■ TASK DIRECTIONS:
Copy all of the following material verbatim, line for line.

#### DATA EXTRACT ####

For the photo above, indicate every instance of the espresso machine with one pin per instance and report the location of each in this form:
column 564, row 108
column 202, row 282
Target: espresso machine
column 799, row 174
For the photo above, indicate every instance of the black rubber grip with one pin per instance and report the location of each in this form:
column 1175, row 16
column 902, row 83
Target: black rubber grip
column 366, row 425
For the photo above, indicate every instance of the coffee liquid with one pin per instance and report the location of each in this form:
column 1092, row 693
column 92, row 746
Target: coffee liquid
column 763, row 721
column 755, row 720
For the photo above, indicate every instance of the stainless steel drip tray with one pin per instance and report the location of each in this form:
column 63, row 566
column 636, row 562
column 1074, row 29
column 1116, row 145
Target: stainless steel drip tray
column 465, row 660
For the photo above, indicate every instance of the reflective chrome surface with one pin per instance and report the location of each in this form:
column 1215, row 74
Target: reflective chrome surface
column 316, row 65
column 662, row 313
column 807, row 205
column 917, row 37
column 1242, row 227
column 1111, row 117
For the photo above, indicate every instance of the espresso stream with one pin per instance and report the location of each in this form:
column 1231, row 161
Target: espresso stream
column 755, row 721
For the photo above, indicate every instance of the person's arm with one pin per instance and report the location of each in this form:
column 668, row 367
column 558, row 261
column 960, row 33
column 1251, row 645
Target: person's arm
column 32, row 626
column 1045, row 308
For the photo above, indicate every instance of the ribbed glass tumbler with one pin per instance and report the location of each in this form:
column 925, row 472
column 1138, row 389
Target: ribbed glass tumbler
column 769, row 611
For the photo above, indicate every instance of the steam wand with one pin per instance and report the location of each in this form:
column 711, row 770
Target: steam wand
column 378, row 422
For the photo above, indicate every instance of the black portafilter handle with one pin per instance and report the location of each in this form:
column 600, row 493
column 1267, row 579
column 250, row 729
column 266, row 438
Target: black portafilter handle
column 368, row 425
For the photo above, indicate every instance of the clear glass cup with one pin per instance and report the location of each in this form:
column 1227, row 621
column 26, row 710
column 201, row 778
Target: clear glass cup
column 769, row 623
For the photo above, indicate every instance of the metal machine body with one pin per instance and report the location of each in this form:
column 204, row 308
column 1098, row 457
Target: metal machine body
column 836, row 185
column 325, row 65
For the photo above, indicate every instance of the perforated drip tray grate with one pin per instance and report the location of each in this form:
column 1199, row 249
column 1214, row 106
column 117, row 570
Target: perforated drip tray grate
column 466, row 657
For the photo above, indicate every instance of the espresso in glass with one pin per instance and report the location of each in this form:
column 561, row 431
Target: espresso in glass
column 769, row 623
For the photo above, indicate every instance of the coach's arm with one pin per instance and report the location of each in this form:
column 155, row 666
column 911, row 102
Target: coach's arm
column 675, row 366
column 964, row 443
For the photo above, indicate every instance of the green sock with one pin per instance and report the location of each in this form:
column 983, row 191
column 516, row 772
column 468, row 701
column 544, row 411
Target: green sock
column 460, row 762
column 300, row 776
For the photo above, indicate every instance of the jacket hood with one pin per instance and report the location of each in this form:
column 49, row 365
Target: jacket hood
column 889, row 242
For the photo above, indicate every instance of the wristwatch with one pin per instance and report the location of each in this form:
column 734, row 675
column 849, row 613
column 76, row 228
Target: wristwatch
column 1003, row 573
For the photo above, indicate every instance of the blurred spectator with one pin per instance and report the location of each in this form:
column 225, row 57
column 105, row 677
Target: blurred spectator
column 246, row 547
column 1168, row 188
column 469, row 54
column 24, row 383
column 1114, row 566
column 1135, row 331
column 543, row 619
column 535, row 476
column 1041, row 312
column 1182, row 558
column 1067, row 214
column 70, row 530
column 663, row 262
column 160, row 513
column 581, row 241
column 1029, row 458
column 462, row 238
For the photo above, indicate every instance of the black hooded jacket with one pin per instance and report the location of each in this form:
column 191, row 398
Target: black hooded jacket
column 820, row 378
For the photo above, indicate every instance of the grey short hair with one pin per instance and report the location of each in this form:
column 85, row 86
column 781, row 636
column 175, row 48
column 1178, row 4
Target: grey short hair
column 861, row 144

####

■ THE COMPLETED TASK:
For the photo above, indicate every instance of the espresso machine with one pin per instance and report the location of each in this form:
column 564, row 108
column 202, row 282
Target: espresso machine
column 799, row 174
For the photo above, indicate every instance of the black rubber grip with one pin per instance and report the location of each in this form:
column 1175, row 16
column 902, row 83
Target: black rubber grip
column 366, row 425
For the photo above, indicate every instance of the coffee liquid with one pin per instance and report the location of each in this form:
column 1092, row 693
column 92, row 746
Target: coffee liquid
column 763, row 721
column 755, row 720
For the photo above, indicate every instance of the stainless steel drip tray with one pin per instance and report the location of each in this form:
column 63, row 566
column 636, row 562
column 1074, row 29
column 1116, row 145
Target: stainless steel drip tray
column 465, row 660
For the photo above, indicate every instance of the reflective chrome surface with one pin per instance and report the location of each in this form:
column 1215, row 74
Target: reflective chrome surface
column 316, row 65
column 662, row 313
column 807, row 205
column 917, row 37
column 1242, row 227
column 1111, row 117
For the photo above, indicate every instance of the espresso stream with one pin per instance and report the location of each in this form:
column 1231, row 161
Target: espresso stream
column 755, row 721
For the photo above, indicate every instance of the person's arm with one pin per instance and report the location of each in this form:
column 668, row 367
column 558, row 261
column 960, row 33
column 1251, row 645
Target: person's arm
column 32, row 626
column 1045, row 308
For the photo above, indicate every instance of the ribbed glass tumbler with one pin per instance and report the location of each in this form:
column 925, row 472
column 1138, row 389
Target: ribbed glass tumbler
column 769, row 611
For the photo above, indicate every instance of the steam wand with one pin per instance and report the location of each in this form:
column 711, row 770
Target: steam wand
column 378, row 422
For the photo above, indicate every instance of the black portafilter handle with one pin per instance and report the location of each in this form:
column 600, row 493
column 1267, row 579
column 250, row 729
column 266, row 438
Target: black portafilter handle
column 368, row 425
For the photo above, indicate every instance of the clear glass cup with one pin per instance and report the location of each in this form:
column 1227, row 621
column 26, row 710
column 201, row 778
Target: clear glass cup
column 769, row 623
For the photo above, indicate every instance of the metal machine body with one pin per instance and report the location of each in this form:
column 204, row 308
column 1098, row 457
Target: metal machine body
column 836, row 185
column 325, row 65
For the photo above, indicate every instance of the perforated drip tray grate with one pin per instance and report the location of each in this form:
column 1199, row 249
column 1214, row 106
column 117, row 570
Target: perforated drip tray grate
column 466, row 657
For the photo above, indicate every instance of the espresso in glass with one pin per instance and report the location of each in this form:
column 561, row 431
Target: espresso in glass
column 769, row 623
For the photo above, indicate every instance of the coach's arm with one pin per instance and report the location of each in this form:
column 155, row 666
column 911, row 102
Target: coach's arm
column 675, row 366
column 964, row 443
For the photo above, indicate every instance of the green sock with one pin per instance and report the location of each in this form:
column 983, row 191
column 516, row 772
column 468, row 701
column 544, row 411
Target: green sock
column 460, row 762
column 300, row 776
For the photo above, indicate every instance of the jacket hood with one pin per instance and report the location of each in this form:
column 49, row 365
Target: jacket hood
column 889, row 242
For the photo above, indicate every instance of the wristwatch with one pin per instance and report the location of each in this form:
column 734, row 675
column 849, row 613
column 76, row 228
Target: wristwatch
column 1003, row 573
For the photo above, indicate every instance of the blurred spectator with one pin per instance and report the location of each in this form:
column 225, row 57
column 105, row 677
Target: blurred spectator
column 246, row 547
column 1168, row 188
column 469, row 54
column 24, row 383
column 1114, row 566
column 1135, row 331
column 543, row 619
column 535, row 476
column 1041, row 312
column 1182, row 558
column 1067, row 214
column 70, row 530
column 663, row 262
column 160, row 513
column 581, row 241
column 1029, row 458
column 462, row 238
For the photo above, indicate every instance of the black hooded jacket with one pin per instance and report the location of each in this form:
column 191, row 398
Target: black hooded jacket
column 820, row 378
For the photo above, indicate every instance of the grey short hair with one pin per instance and report the location of each in this form:
column 85, row 86
column 781, row 636
column 175, row 48
column 1178, row 4
Target: grey short hair
column 861, row 144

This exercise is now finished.